(begin)

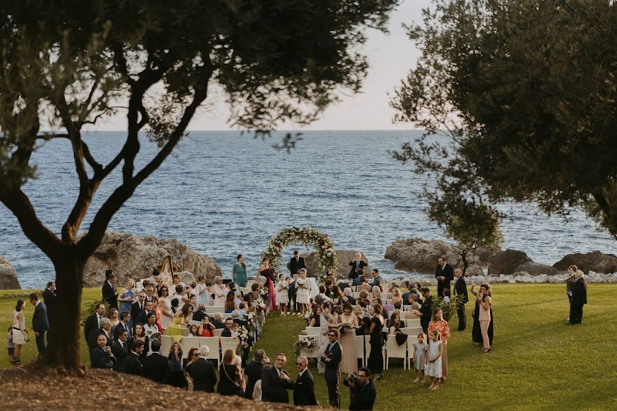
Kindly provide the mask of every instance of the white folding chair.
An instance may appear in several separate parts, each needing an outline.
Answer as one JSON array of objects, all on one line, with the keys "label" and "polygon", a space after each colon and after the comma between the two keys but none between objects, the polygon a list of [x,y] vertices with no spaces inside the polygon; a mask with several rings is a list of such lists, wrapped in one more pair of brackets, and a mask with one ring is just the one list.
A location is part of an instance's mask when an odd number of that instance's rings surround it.
[{"label": "white folding chair", "polygon": [[182,347],[182,358],[186,358],[191,348],[199,347],[199,337],[182,337],[180,347]]},{"label": "white folding chair", "polygon": [[356,336],[356,356],[362,360],[362,366],[366,366],[371,355],[370,336]]},{"label": "white folding chair", "polygon": [[171,336],[160,336],[160,355],[167,357],[169,355],[169,349],[171,348]]},{"label": "white folding chair", "polygon": [[386,341],[385,347],[385,369],[388,369],[390,358],[402,358],[403,369],[407,369],[407,342],[405,341],[402,345],[399,345],[396,343],[396,338],[394,338],[394,336],[389,336]]}]

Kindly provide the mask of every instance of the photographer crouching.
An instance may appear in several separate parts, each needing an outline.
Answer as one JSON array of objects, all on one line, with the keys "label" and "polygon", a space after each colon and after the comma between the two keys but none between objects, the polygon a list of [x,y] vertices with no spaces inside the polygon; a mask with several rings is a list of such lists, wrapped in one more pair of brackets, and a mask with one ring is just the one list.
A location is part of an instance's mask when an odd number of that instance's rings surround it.
[{"label": "photographer crouching", "polygon": [[343,384],[349,387],[349,395],[351,403],[349,409],[354,411],[358,410],[372,410],[377,391],[369,375],[371,371],[366,367],[358,370],[358,373],[351,374],[347,377]]}]

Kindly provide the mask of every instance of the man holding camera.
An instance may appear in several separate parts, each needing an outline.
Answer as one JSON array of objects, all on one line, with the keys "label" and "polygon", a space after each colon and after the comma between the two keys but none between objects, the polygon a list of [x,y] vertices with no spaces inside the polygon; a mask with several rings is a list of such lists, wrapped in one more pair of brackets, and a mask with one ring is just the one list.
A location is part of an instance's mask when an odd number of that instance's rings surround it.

(end)

▸ **Aim of the task**
The required output is the exact sequence of lines from the one containing "Kindly provide the mask of every instance of the photographer" through the end of the listing, both endpoints included.

▸ **Correct response**
Kindly provide the mask of every instance of the photographer crouching.
An instance may appear in several separate parts, each needing an outline.
Answer as one JSON array of objects, all on one line, with the keys "label" and "polygon", a space after each colon and after the comma between the two keys but none between objects, the polygon a list of [x,y] vertices with no spaces inside the polygon; a mask with several rings is a list of such lists, wrapped in one more pair of brackets, and a mask with one ring is just the one list.
A location is part of an instance's mask when an odd number of that instance's rings surround it.
[{"label": "photographer crouching", "polygon": [[343,384],[349,387],[349,395],[351,403],[349,409],[354,411],[358,410],[372,410],[377,391],[369,375],[371,371],[366,367],[358,370],[358,373],[351,374],[347,377]]}]

Kindly provide the mask of every instance of the man holding camera.
An instance may appear in several separate parts, each needing an outline.
Answer as one JSON array of objects, all on one line, with the keys "label" and "polygon", a space after each colon and after the comma between the two keys but none between objects, the polygon a list of [x,y] vertices with no spaces inside the polygon; a mask with several rings is a list of such lists, wrapped in one more pair of brackets, and a mask with one ring is just the one list.
A location is part of an instance's mask when an odd number of that instance's rings surround it.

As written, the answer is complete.